* _Work order_
Which lines run from the one containing "Exercise. Pin every instance of the vehicle windshield" to the end of the entries? Copy them exactly, both ends included, and give nothing else.
= Beginning of Section =
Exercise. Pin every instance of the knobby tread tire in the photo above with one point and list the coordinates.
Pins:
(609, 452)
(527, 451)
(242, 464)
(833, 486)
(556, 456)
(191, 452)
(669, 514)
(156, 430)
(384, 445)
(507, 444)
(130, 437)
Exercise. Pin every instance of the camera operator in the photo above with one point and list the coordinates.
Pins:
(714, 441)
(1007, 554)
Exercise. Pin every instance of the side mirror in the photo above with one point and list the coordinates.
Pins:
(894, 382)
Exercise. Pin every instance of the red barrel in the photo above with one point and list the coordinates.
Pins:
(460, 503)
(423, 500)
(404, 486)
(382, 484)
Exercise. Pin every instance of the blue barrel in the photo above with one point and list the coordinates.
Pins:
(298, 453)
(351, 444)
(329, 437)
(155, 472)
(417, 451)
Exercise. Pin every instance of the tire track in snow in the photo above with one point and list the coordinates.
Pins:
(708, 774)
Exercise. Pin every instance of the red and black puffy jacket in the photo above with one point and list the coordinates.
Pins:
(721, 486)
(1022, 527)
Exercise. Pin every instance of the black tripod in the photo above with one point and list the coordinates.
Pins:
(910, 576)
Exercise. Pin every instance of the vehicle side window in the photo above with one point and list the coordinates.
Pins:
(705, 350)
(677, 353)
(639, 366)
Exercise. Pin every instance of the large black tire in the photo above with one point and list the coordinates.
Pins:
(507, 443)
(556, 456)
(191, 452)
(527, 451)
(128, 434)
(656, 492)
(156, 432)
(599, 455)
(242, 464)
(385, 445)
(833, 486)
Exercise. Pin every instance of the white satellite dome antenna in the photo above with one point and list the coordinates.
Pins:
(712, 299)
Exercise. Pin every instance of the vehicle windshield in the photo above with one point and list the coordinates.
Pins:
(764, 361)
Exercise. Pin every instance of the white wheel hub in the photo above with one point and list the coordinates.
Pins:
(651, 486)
= End of Section =
* _Response for this exercise_
Exercise. Pin every instance of the vehicle windshield in the photo above with one point and list the coordinates.
Pins:
(764, 361)
Exercise. Pin every instance of the white wheel hub in the photo above with one point and list the coordinates.
Pins:
(651, 486)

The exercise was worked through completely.